■ **Required action**:
Each entry should be printed exactly, with its images omitted.

Top of Material provided

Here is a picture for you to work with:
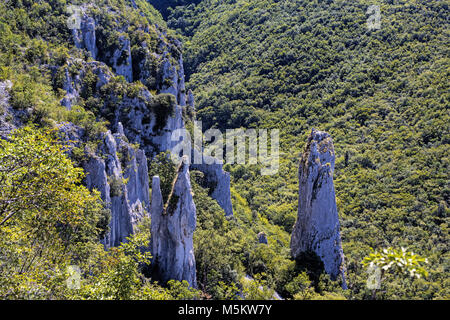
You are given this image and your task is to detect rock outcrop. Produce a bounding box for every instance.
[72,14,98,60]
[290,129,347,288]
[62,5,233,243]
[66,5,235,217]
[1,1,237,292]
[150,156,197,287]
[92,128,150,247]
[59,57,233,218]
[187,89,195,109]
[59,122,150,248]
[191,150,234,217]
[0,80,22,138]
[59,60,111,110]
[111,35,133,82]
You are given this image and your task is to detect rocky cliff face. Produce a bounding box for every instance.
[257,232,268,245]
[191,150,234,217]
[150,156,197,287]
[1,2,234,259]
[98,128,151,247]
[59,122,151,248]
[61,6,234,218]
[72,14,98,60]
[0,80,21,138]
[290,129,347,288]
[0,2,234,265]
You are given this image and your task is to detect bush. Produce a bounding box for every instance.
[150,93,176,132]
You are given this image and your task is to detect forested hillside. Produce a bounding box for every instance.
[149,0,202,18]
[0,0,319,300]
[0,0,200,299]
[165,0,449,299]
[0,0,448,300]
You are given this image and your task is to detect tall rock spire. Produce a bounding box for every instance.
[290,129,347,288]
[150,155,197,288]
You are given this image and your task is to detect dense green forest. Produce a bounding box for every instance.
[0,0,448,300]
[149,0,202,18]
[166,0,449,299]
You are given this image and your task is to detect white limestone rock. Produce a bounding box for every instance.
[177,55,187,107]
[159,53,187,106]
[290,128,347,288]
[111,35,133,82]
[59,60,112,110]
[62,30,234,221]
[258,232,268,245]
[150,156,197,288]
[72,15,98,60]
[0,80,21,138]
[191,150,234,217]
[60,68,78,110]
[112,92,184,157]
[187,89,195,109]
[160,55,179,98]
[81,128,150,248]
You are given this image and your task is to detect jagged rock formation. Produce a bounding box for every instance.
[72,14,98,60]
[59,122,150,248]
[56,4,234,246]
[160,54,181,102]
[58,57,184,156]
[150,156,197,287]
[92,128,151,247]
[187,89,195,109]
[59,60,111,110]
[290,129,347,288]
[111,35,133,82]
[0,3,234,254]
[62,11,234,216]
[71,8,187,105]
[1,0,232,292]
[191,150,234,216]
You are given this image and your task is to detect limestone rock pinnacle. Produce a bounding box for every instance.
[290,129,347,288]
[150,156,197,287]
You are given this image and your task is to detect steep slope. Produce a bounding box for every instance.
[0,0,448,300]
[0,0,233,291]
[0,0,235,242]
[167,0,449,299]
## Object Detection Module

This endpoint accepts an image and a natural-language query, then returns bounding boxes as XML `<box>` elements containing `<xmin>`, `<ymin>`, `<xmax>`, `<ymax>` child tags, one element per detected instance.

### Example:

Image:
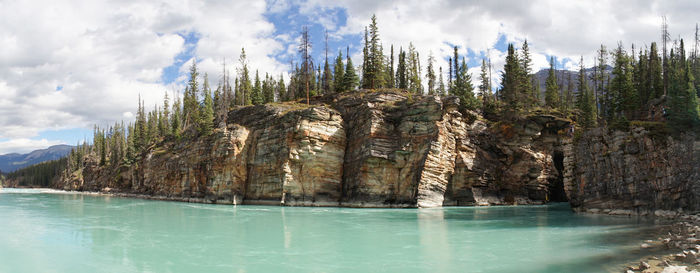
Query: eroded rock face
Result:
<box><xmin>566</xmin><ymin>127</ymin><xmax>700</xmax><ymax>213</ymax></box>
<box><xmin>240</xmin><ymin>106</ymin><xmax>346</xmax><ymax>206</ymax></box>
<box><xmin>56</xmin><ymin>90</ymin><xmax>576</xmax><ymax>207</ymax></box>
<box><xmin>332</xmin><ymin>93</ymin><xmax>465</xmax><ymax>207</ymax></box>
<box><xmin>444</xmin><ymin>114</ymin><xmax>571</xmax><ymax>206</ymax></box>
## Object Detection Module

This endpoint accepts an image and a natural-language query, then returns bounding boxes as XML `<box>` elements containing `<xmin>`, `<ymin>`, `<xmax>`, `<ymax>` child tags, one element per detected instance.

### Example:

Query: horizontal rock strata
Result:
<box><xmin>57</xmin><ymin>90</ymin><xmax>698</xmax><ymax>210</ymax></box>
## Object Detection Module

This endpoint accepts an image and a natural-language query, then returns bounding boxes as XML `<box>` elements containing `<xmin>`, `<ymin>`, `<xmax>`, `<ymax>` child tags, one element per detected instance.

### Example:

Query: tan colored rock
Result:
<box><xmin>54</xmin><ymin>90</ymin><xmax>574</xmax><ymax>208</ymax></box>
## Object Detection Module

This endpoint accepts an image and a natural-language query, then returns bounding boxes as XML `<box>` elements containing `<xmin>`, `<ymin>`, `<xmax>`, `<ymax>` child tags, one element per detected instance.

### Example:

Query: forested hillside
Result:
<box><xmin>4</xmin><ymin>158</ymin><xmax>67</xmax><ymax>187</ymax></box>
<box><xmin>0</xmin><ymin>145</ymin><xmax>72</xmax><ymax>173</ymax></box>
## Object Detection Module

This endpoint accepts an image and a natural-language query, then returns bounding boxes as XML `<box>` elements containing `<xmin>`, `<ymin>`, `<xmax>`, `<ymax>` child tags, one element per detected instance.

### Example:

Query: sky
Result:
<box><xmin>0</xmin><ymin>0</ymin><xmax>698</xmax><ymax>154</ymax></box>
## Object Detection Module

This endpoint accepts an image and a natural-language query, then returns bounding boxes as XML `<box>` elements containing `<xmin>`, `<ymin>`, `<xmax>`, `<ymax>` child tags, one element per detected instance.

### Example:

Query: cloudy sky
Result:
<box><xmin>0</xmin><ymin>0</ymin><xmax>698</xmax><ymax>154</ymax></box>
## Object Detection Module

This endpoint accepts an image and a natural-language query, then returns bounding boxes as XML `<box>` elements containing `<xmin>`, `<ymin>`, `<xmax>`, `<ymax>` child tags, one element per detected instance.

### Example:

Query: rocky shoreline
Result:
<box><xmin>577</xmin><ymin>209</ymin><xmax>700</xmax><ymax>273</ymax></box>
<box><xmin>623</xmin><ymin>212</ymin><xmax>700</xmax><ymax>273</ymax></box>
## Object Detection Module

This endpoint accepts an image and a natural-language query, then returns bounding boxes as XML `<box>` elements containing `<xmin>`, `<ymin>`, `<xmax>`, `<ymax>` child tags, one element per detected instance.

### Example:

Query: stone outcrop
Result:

Bottom of Material provided

■ **Solution to this problem**:
Here is a picture for you to work with:
You are given this image and your task is to detect rock outcrop. Produce a bounding box for every instance.
[72,14,98,60]
[290,129,347,288]
[62,5,233,243]
[66,5,235,217]
[1,1,237,292]
[150,156,197,287]
[92,128,150,247]
[59,57,233,218]
[187,89,195,109]
[59,122,150,248]
[191,150,234,217]
[0,80,22,138]
[59,60,111,110]
[111,35,133,82]
You are given this image and your task is to detect rocky cliff face. Produce a bounding box for every instance.
[257,232,268,245]
[191,150,234,217]
[150,156,197,287]
[1,2,234,259]
[98,128,151,247]
[59,122,151,248]
[61,6,234,218]
[72,14,98,60]
[0,80,21,138]
[290,129,347,288]
[0,2,234,265]
You are given this image and your task is to detect bush. Produce a bounding box for every instance.
[150,93,176,132]
You are given this image and your task is to detect forested hillside. Produce a bounding box for every instance.
[149,0,202,18]
[0,0,319,300]
[0,0,200,299]
[165,0,449,299]
[0,0,448,300]
You are given this image and your task is to detect tall rock spire. Produce a bounding box for every instance.
[290,129,347,288]
[150,155,197,288]
You are given this image and your task is to detect dense green forest. Produce a bounding box for every instance.
[0,0,448,300]
[149,0,202,18]
[166,0,449,299]
You are given this image and your task is to detect white limestone rock. Produce a bounding box for every instance.
[177,55,187,107]
[159,53,187,106]
[290,128,347,288]
[111,35,133,82]
[59,60,112,110]
[62,30,234,221]
[258,232,268,245]
[150,156,197,288]
[72,15,98,60]
[0,80,21,138]
[191,150,234,217]
[60,68,78,110]
[112,92,184,157]
[187,89,195,109]
[160,55,179,98]
[81,128,150,248]
You are given this image and your task is to detect jagged rock formation. Produce a bounding box for every instance.
[72,14,98,60]
[59,122,150,248]
[56,4,234,246]
[160,54,181,102]
[58,57,184,156]
[150,156,197,287]
[92,128,151,247]
[187,89,195,109]
[59,60,111,110]
[290,129,347,288]
[111,35,133,82]
[0,3,234,254]
[62,11,234,216]
[71,8,187,105]
[1,0,232,292]
[191,150,234,216]
You are given this image and your task is to detect limestone rock pinnacle. Produce a bounding box for every instance.
[290,129,347,288]
[150,156,197,287]
You are given this image and your task is to detect steep slope. Produce a bounding box for every instance.
[0,0,448,300]
[0,0,233,291]
[0,0,235,242]
[167,0,449,299]
## Object Detection Module

This endpoint accepts an image and a natural-language query, then returns bounding boxes as XML `<box>` elements containing `<xmin>`, `<ymin>`, `<xmax>`, `<ymax>` child tags, one element per detected instance.

### Example:

Image:
Query: eroded rock face
Result:
<box><xmin>566</xmin><ymin>127</ymin><xmax>700</xmax><ymax>213</ymax></box>
<box><xmin>240</xmin><ymin>106</ymin><xmax>346</xmax><ymax>206</ymax></box>
<box><xmin>56</xmin><ymin>90</ymin><xmax>576</xmax><ymax>207</ymax></box>
<box><xmin>332</xmin><ymin>93</ymin><xmax>465</xmax><ymax>207</ymax></box>
<box><xmin>444</xmin><ymin>114</ymin><xmax>571</xmax><ymax>206</ymax></box>
## Object Detection Module

This endpoint accepts an image and a natural-language query, then returns bounding boxes as XML `<box>` elements containing `<xmin>`, `<ymin>`, `<xmax>`, `<ymax>` child tags, one element per detected instance.

### Example:

Query: horizontal rock strata
Result:
<box><xmin>57</xmin><ymin>90</ymin><xmax>698</xmax><ymax>210</ymax></box>
## Object Detection Module

This endpoint accepts an image and a natural-language query, then returns bounding boxes as XML `<box>` elements containing `<xmin>`, `<ymin>`, `<xmax>`, `<ymax>` child tags, one element per detected instance.

### Example:

Query: tan colored rock
Result:
<box><xmin>54</xmin><ymin>90</ymin><xmax>574</xmax><ymax>208</ymax></box>
## Object Detection Module

This endpoint accepts an image and a natural-language query, then returns bounding boxes as XML `<box>` elements containing `<xmin>`, `<ymin>`, `<xmax>`, `<ymax>` child tags, one element per detected instance.

### Example:

Query: forested hillside
Result:
<box><xmin>4</xmin><ymin>158</ymin><xmax>67</xmax><ymax>187</ymax></box>
<box><xmin>0</xmin><ymin>145</ymin><xmax>72</xmax><ymax>173</ymax></box>
## Object Detection Module

This endpoint accepts an image and a natural-language query, then returns bounding boxes as XML `<box>` elements containing `<xmin>`, `<ymin>`, `<xmax>`, `<ymax>` child tags, one element per detected instance.

### Example:

Query: sky
Result:
<box><xmin>0</xmin><ymin>0</ymin><xmax>698</xmax><ymax>154</ymax></box>
## Object Detection Module

This endpoint accepts an image and a natural-language query, then returns bounding boxes as XML `<box>` elements containing `<xmin>`, `<ymin>`, `<xmax>`, `<ymax>` child tags, one element per detected instance.

### Example:

Query: cloudy sky
Result:
<box><xmin>0</xmin><ymin>0</ymin><xmax>698</xmax><ymax>154</ymax></box>
## Object Detection Module

This endpoint accepts an image and a natural-language query, then returns bounding boxes as XML `<box>` elements containing `<xmin>`, `<ymin>`, `<xmax>`, `<ymax>` child tags, one element per detected instance.

### Example:

Query: rocky shoreline
Result:
<box><xmin>577</xmin><ymin>209</ymin><xmax>700</xmax><ymax>273</ymax></box>
<box><xmin>623</xmin><ymin>212</ymin><xmax>700</xmax><ymax>273</ymax></box>
## Object Detection Module

This endpoint accepts an image and a natural-language query, then returns bounding boxes as XML `<box>` elements containing `<xmin>`, `<ymin>`, `<xmax>`, `<ymax>` child tags, one element per detected instance.

### Example:

Query: stone outcrop
Result:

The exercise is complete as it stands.